• **EXERCISE INSTRUCTIONS**
Pictures aside, repeat all the entries below exactly as they appear.

[Point-per-instance localization data]
........

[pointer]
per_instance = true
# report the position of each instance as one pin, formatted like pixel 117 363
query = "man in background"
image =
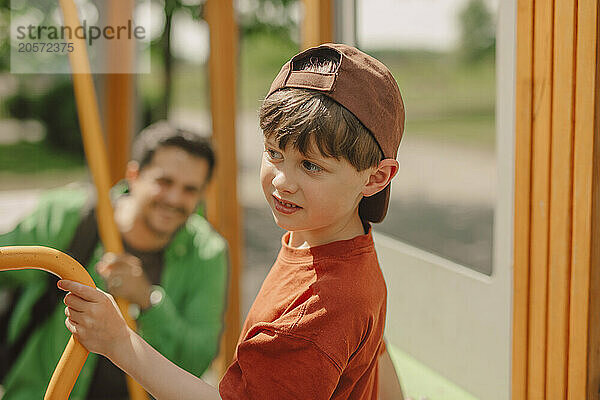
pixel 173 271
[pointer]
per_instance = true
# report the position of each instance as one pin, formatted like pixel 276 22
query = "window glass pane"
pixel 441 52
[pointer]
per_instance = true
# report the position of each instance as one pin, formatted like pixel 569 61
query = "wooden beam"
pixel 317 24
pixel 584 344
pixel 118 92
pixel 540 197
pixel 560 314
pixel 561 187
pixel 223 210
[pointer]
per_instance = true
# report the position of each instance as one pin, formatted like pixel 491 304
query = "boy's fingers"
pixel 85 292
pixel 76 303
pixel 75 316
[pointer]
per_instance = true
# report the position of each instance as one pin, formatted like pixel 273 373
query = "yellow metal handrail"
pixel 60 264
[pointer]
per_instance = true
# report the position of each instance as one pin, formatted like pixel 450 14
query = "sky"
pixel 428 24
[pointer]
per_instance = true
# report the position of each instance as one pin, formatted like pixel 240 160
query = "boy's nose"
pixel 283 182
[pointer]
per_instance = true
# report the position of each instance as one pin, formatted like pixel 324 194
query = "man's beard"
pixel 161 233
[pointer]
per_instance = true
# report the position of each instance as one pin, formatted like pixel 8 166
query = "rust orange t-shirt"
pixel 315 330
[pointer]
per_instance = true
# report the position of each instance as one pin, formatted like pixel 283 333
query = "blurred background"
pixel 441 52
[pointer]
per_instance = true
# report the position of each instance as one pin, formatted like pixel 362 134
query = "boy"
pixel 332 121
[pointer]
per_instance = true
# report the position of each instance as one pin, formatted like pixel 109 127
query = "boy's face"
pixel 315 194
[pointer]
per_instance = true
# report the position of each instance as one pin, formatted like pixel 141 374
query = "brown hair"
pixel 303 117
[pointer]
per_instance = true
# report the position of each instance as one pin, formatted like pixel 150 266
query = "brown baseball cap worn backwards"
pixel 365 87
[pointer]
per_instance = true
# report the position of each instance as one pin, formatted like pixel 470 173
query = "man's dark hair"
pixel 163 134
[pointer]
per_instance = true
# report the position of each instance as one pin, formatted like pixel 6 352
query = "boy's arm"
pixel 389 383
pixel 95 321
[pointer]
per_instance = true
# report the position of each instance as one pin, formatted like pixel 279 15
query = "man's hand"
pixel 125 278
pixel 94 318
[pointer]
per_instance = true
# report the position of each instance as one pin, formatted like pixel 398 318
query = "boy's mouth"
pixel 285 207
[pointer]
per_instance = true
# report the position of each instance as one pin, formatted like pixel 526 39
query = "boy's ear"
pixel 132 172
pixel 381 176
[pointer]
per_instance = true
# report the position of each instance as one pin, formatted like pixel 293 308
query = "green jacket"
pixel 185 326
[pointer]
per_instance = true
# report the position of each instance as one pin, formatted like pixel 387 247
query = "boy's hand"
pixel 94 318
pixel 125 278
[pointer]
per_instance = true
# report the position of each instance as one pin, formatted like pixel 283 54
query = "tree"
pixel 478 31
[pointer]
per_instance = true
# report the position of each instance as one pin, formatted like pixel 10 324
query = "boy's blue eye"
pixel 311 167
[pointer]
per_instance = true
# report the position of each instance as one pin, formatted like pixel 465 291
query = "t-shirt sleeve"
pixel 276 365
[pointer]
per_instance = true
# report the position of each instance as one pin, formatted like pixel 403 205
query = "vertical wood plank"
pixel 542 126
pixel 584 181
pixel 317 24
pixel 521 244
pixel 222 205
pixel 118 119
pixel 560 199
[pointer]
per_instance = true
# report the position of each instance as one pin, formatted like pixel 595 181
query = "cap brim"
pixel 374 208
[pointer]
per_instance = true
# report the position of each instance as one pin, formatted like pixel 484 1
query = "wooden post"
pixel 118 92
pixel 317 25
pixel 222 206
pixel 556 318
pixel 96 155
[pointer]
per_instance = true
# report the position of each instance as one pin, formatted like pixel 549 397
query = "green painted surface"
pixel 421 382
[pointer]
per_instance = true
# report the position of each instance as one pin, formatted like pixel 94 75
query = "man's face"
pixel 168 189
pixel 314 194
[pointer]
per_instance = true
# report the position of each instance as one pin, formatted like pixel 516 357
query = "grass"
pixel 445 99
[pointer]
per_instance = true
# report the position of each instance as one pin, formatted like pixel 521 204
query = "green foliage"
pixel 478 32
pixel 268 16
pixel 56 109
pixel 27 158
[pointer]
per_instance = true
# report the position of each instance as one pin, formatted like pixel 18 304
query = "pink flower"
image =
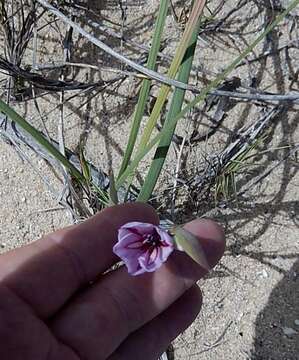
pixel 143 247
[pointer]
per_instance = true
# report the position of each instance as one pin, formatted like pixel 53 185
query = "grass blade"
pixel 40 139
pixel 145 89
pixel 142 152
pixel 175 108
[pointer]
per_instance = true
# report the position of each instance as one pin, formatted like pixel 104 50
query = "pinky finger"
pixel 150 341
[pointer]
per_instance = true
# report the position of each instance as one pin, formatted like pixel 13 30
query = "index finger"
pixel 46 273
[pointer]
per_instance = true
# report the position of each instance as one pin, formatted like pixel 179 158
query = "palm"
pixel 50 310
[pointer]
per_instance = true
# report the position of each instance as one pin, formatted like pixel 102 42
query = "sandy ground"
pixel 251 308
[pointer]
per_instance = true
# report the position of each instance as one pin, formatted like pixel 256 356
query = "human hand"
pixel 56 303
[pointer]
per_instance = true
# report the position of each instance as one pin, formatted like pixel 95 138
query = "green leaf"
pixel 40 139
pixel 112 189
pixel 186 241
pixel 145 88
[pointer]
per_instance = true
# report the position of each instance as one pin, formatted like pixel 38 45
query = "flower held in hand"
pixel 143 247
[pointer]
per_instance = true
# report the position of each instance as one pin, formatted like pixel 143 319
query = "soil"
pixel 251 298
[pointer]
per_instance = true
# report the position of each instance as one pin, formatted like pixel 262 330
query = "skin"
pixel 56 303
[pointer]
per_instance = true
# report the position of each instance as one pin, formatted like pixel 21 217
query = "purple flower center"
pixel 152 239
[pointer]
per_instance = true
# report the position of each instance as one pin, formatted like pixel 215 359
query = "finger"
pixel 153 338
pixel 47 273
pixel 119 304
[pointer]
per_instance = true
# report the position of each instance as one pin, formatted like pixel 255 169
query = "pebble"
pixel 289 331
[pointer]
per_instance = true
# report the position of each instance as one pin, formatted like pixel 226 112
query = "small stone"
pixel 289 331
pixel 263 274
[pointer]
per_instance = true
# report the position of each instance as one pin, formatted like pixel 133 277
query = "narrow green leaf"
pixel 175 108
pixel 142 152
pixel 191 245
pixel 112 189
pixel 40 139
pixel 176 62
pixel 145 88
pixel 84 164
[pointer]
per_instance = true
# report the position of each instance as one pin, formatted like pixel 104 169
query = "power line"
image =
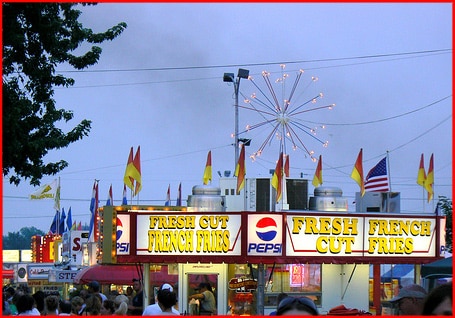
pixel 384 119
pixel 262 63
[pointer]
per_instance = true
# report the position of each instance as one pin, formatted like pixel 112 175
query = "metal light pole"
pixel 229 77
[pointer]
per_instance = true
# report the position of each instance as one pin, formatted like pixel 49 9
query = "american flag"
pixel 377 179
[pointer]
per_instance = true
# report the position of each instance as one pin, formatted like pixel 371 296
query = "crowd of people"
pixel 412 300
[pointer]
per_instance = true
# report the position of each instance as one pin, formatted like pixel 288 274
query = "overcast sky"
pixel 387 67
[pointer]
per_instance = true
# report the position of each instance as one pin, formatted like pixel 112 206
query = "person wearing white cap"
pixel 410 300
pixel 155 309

........

• **ANSWER BOX**
[pointer]
per_instance = true
# report the position of each instance as one pin, formatted like pixel 117 363
query = "man in background"
image =
pixel 173 271
[pointer]
per_instance = true
# report the position of each instance as one pin, formatted like pixel 276 22
query = "window glass pane"
pixel 441 52
[pointer]
per_instance = true
# report the position of each instance as one pin, formatted like pixel 569 61
query = "wooden beam"
pixel 317 24
pixel 584 344
pixel 118 92
pixel 540 197
pixel 560 314
pixel 561 187
pixel 223 210
[pointer]
per_instance = true
# report the position of each instance as one pin, formatted like pixel 491 304
query = "boy's fingers"
pixel 85 292
pixel 76 303
pixel 75 316
[pointer]
per_instance = true
# report the position of each instance as one pin, formatted like pixel 273 373
query = "yellow metal handrail"
pixel 60 264
[pointer]
per_instance = true
# report the position of each instance as one pin, formatted like pixel 450 14
query = "sky"
pixel 428 24
[pointer]
per_instance = true
# report the position of each instance as one pin, formatted like pixel 240 160
query = "boy's nose"
pixel 283 182
[pointer]
per_instance = true
# report the position of each instance as one pin, formatted like pixel 324 194
query = "man's beard"
pixel 161 233
[pointer]
per_instance = true
# report the position of each instance as one pin, formatted like pixel 8 166
query = "rust orange t-shirt"
pixel 315 330
[pointer]
per_instance = true
# report the position of each instance as one pin, formatted like pixel 283 333
query = "blurred background"
pixel 441 52
[pointer]
per_instance = true
# report the position of each instance as one pin, formatted like pixel 362 134
query = "boy"
pixel 332 121
[pointer]
per_instance = true
# report the position of each instance as one pin, formatted like pixel 109 127
query = "boy's face"
pixel 315 194
[pointer]
per_instance = true
# report the position of each instance as one pin, formatted like pixel 141 374
query = "brown hair"
pixel 303 117
[pointer]
per_instance = true
# report the position of each instance as one pin, formatted like pixel 150 266
query = "brown baseball cap worn backwards"
pixel 365 87
[pointer]
per_instance = true
# report the position of each instance as one pin, formatted like pixel 470 173
query = "man's dark hair"
pixel 163 134
[pointer]
per_instance = true
# report the position of each instance as one pin, formatted like pixel 6 352
query = "boy's arm"
pixel 389 383
pixel 95 321
[pointer]
per_instance = true
# report the position of each instance as one pin, formatted like pixel 279 15
query = "man's hand"
pixel 125 278
pixel 94 318
[pointer]
per_instance = true
# report the position of each instance as one pin, formatted like pixel 398 318
query = "boy's mouth"
pixel 285 207
[pointer]
per_instance = true
# report the position of each instance as one pin, formatted like pixel 526 39
query = "boy's ear"
pixel 132 172
pixel 381 176
[pointer]
per_instance = true
# report the position of each instance as one pin, formatted like pixel 293 308
query = "green jacket"
pixel 185 326
[pointer]
per_instance = true
# report the position of each instance as one pin, formatted like pixel 387 247
query = "boy's hand"
pixel 94 318
pixel 125 278
[pointer]
per_instance = true
# report the position of each instance as one pin, formatted like pixel 283 54
query = "tree"
pixel 478 31
[pointer]
per_instance = true
# report the position of each instance as one pin, formatted like pixel 10 324
query = "boy's blue eye"
pixel 311 167
[pointer]
per_instance = true
# report the position of each instance as one pin, formatted like pixel 465 291
query = "t-shirt sleeve"
pixel 276 365
[pointer]
per_instance = true
# report the position of each instance as one pin, formatted like pixel 403 205
query = "vertical wood plank"
pixel 542 126
pixel 584 181
pixel 317 24
pixel 521 244
pixel 222 205
pixel 118 119
pixel 560 199
[pointer]
per_instance = true
# report the position of each instance as one pin, formatted like pixel 595 181
query = "cap brim"
pixel 374 208
[pointer]
per_instance = true
# report the position of each instance as one pin, formatted like pixel 484 1
query = "wooden post"
pixel 118 92
pixel 317 25
pixel 222 206
pixel 556 318
pixel 96 155
[pointer]
per_instance = true
# report the position of each instance as one pin, formatted like pixel 549 397
query = "green painted surface"
pixel 421 382
[pointer]
per_instance = true
# report the position of each instance as one pin, formatted like pixel 94 75
query = "man's face"
pixel 168 189
pixel 314 194
[pointer]
per_instance = true
# report the position of each instance as one pin, formatted like pixel 516 357
query = "grass"
pixel 445 99
[pointer]
per_instance = true
# report the position of each instance as one pin, formatted like pixel 521 204
query = "green foliage"
pixel 478 32
pixel 268 16
pixel 56 109
pixel 27 158
[pointer]
per_instance = true
# report the position of each instance as one pin, formatted like pixel 18 304
query = "pink flower"
image =
pixel 143 247
[pointer]
per_instance = true
# report the position of each instance as one pin, formatted like pixel 53 185
query = "grass blade"
pixel 40 139
pixel 145 89
pixel 142 152
pixel 175 108
[pointer]
per_instance = true
# report the position of each instance as one pin, formatted like pixel 104 50
query = "pinky finger"
pixel 150 341
[pointer]
per_instance = true
# report the position of each instance as one pin, formatted like pixel 13 30
query = "index finger"
pixel 46 273
[pointer]
per_instance = true
# report the position of each instance as one pin, formatted like pixel 179 158
query = "palm"
pixel 50 310
[pointer]
per_instance = true
# report the position of each instance as one pin, formatted like pixel 102 42
query = "sandy ground"
pixel 251 308
[pointer]
per_instance = true
# report the position of each instance as one pin, formatted like pixel 256 356
query = "human hand"
pixel 56 303
[pointer]
per_instance = true
# report the position of each instance as one pin, formatted like pixel 95 138
query = "green leaf"
pixel 40 139
pixel 112 189
pixel 186 241
pixel 145 88
[pointer]
per_instance = true
# report the position of each instance as one pin, formatted like pixel 38 45
query = "flower held in hand"
pixel 143 247
[pointer]
per_instance = true
# report the position of each instance as one pin, formatted like pixel 143 319
query = "soil"
pixel 251 298
[pointer]
per_instance = true
# report the position of each instance as one pin, formatted like pixel 262 330
query = "skin"
pixel 56 303
[pointer]
per_instance = true
# report the position of each instance as one pin, formatted like pixel 21 217
query = "purple flower center"
pixel 152 239
[pointer]
per_instance = true
# report the position of each instance as one pin, formatted like pixel 215 359
query = "finger"
pixel 153 338
pixel 47 273
pixel 119 304
[pointer]
per_instance = true
# report the position of each instance as one pin, formatted like pixel 255 169
query = "pebble"
pixel 289 331
[pointer]
per_instance = true
# report the position of each instance as one pin, formatted like pixel 226 112
query = "small stone"
pixel 289 331
pixel 263 274
[pointer]
per_instance = true
# report the position of each instance as one pin, formatted like pixel 133 277
query = "narrow green leaf"
pixel 175 108
pixel 142 152
pixel 191 245
pixel 112 189
pixel 40 139
pixel 176 62
pixel 145 88
pixel 84 164
[pointer]
per_instance = true
# report the position of each instance as one pin, formatted like pixel 104 169
query = "power line"
image =
pixel 384 119
pixel 262 63
[pointer]
per_instance = true
# report the position of each instance as one pin, formatted like pixel 112 175
query = "metal light pole"
pixel 229 77
[pointer]
per_instance = true
# report the position of each instance as one pin, formatted like pixel 49 9
query = "american flag"
pixel 377 179
[pointer]
per_instance = true
# report the position of each instance as one pin, formatted like pixel 371 296
query = "crowd of people"
pixel 412 300
[pointer]
per_instance = true
# report the position of each instance as one pin, formatted like pixel 288 274
query = "overcast sky"
pixel 387 67
[pointer]
per_instance = true
# report the position of each instance as one pin, formatted like pixel 112 206
query = "person wearing white cap"
pixel 410 300
pixel 155 309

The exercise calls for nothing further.